Les défenseurs de la terre haudenosaunee affirment le droit d'être

Le 13 décembre, le juge Paul Sweeny de la Cour supérieure de l'Ontario a accordé une injonction permanente à Foxgate Developments, interdisant aux défenseurs de la terre haudenosaunee de réclamer leur propre terre près de la ville de Caledonia. Foxgate Developments jouit maintenant du plein poids de la justice coloniale appuyée par la force armée de la Couronne pour aller de l'avant et bâtir 218 maisons dont la construction devait commencer en novembre 2022.

Les défenseurs de la terre haudenosaunee ont farouchement défendu leur autorité souveraine sur la parcelle de terre qu'ils appellent le 1492 Land Back Lane depuis juin 2020, résistant aux arrestations, aux attaques armées de la police et aux menaces sans fin. La Couronne, affirment-ils, n'a pas le droit d'autoriser le développement puisqu'il n'y a pas eu de « consentement préalable, libre et éclairé » – un principe clé de la Déclaration des Nations unies sur les droits des peuples autochtones – de la part des Six Nations autorisant la Couronne à aller de l'avant avec ce projet.

De plus, les défenseurs de la terre ont dit qu'ils luttaient pour garantir que leur territoire demeure disponible aux générations futures. Moins de 5 % des 384 451 hectares de terrain initiaux nommés le Tract Haldimand, et désignés en tant que territoire des Six Nations par les Britanniques en reconnaissance de leur alliance avec la Couronne pendant la guerre révolutionnaire américaine, appartient encore aux Six Nations.

La décision du juge Sweeny est basée sur la Loi sur les Indiens raciste qui ne reconnaît que les conseils de bande élus et mandatés par la Couronne. Le juge a rejeté le plaidoyer de Skyler Williams, porte-parole de 1492 Land Back Lane, et deux autres défendeurs anonymes, en disant qu'ils n'ont pas l'autorité voulue pour parler au nom des Haudenosaunee ou des Six Nations. Le juge Sweeny a dit que l'autorisation d'aller de l'avant avec le projet avait été obtenue par la compagnie des mains du conseil de bande élu, et que par conséquent Foxgate détenait le titre juridique et les permis légaux voulus pour construire sur ces terres[1].

CONSIGNES:
1. Relevez toutes les dates mentionnées dans le texte sur les défenseurs de la terre haudenosaunee.
2. Poursuivez le texte sur les défenseurs de la terre haudenosaunee après sa dernière phrase.
Les lignes qui suivent proviennent d'une autre source que le texte.

BLOC DE DONNÉES:
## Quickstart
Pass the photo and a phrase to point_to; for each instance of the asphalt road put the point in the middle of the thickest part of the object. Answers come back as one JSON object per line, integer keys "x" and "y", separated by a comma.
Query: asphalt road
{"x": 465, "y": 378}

RÉPONSES FOURNIES:
1.
13 décembre
novembre 2022
juin 2020

2.
Le juge Sweeny a aussi écrit que Skyler Williams n'avait pas invoqué l'article 35 de la constitution canadienne en matière des droits autochtones pour se défendre et que les défendeurs n'ont pas contesté la légalité des permis obtenus par Foxgate. Il a simplement ignoré le fait que les Haudenosaunee des Six Nations sont un peuple souverain ayant des relations de nation-à-nation entre eux et la Couronne, ce qui a été affirmé historiquement par la Proclamation royale de 1763 et codifié dans le wampum à deux rangs. La décision de la Cour supérieure a une fois de plus imposé la justice coloniale au détriment des droits souverains des Six Nations.

Dans sa décision, le juge Sweeny a fait référence à la décision de 2019 de la Cour suprême qui avait accordé une injonction à Coastal GasLink (CGL) Pipeline contre les défenseurs de la terre qui résistent à la construction du pipeline sur leur territoire sans leur consentement. Il a écrit, en référence à cette décision, que le juge avait aussi souligné que CGL avait les permis légaux et qu'on ne pouvait pas l'entraver, peu importe les « croyances aussi bien-intentionnées soient-elles » des défenseurs de la terre wet'suwet'en. Le juge Sweeny a écrit que les mesures « d'entraide hors la loi » des défenseurs de la terre wet'suwet'en allaient « à l'encontre de l'état de droit » et constituaient un « abus de procédure ».

Avec une arrogance coloniale zélée, le juge Sweeny a sermonné : « En vertu de notre système de droit, les droits de propriété sont sacro-saints. Pour cette raison, les règles qui s'appliquent habituellement aux injonctions ne s'appliquent pas toujours dans des cas comme celui-ci. La prépondérance des inconvénients et d'autres questions peuvent être subordonnées au caractère sacro-saint des droits de propriété dans les questions d'intrusion. »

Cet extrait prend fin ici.